*** Text Section Begins ***
<-- my life, by webgoddesscathy -->
:: Thursday, October 26, 2006 ::
I've been doing literacy training for the past two nights. You know, learning how to teach others to read and write.
It's something I've been thinking about doing for a long time, so I finally signed on with a group near my house.
First step is the training and we're learning interesting things about different types of learning styles.
Interesting thing is, even though there is a lot of research on the subject, I was discussing it with colleagues and they brought up a point I was trying to suppress in my own mind: aren't we just giving people excuses?
I mean, how hard is it to learn to read and write? How do we know they're not just lazy or don't want to learn?
My training discusses these questions.
But it can be hard to overcome your own biases.
These thoughts have made me realize how I have a hard time understanding that other people just THINK DIFFERENTLY than I do. And at times, I just want to tell them they're wrong -- that my way is clearly better and they should just DO it. That they're just being lazy or stupid or inefficient.
*** Text Section Ends ***
*** Listed records Section Begins ***
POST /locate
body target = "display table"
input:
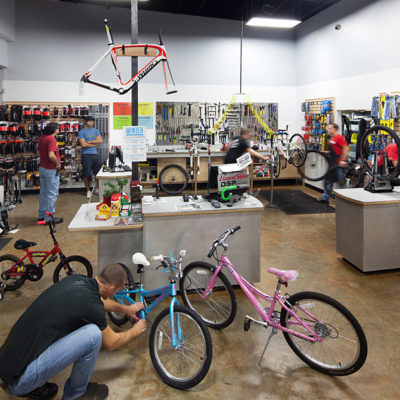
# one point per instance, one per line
(171, 224)
(368, 229)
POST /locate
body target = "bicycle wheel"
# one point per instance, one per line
(218, 310)
(297, 150)
(120, 319)
(373, 144)
(343, 350)
(316, 166)
(12, 282)
(187, 365)
(275, 164)
(73, 265)
(173, 179)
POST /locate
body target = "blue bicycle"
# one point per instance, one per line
(180, 343)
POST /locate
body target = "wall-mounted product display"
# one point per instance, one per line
(180, 122)
(317, 114)
(22, 125)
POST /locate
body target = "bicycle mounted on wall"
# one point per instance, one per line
(156, 51)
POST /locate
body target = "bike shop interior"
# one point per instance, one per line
(170, 89)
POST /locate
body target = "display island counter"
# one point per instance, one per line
(368, 229)
(169, 223)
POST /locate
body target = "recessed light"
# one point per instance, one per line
(273, 22)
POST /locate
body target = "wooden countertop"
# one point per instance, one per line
(363, 197)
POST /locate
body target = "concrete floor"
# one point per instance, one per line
(302, 242)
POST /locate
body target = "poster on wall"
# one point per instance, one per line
(122, 115)
(134, 144)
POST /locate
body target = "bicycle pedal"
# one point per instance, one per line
(246, 325)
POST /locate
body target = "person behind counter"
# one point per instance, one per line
(66, 325)
(241, 145)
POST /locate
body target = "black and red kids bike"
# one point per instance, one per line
(14, 271)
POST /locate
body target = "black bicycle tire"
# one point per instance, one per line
(364, 159)
(227, 284)
(82, 260)
(206, 366)
(276, 170)
(349, 316)
(185, 174)
(320, 178)
(21, 281)
(305, 147)
(130, 284)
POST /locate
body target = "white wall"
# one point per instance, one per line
*** Listed records Section Ends ***
Try it:
Print the entire blog post about literacy training from above, word for word, with nothing changed.

Task response:
<-- my life, by webgoddesscathy -->
:: Thursday, October 26, 2006 ::
I've been doing literacy training for the past two nights. You know, learning how to teach others to read and write.
It's something I've been thinking about doing for a long time, so I finally signed on with a group near my house.
First step is the training and we're learning interesting things about different types of learning styles.
Interesting thing is, even though there is a lot of research on the subject, I was discussing it with colleagues and they brought up a point I was trying to suppress in my own mind: aren't we just giving people excuses?
I mean, how hard is it to learn to read and write? How do we know they're not just lazy or don't want to learn?
My training discusses these questions.
But it can be hard to overcome your own biases.
These thoughts have made me realize how I have a hard time understanding that other people just THINK DIFFERENTLY than I do. And at times, I just want to tell them they're wrong -- that my way is clearly better and they should just DO it. That they're just being lazy or stupid or inefficient.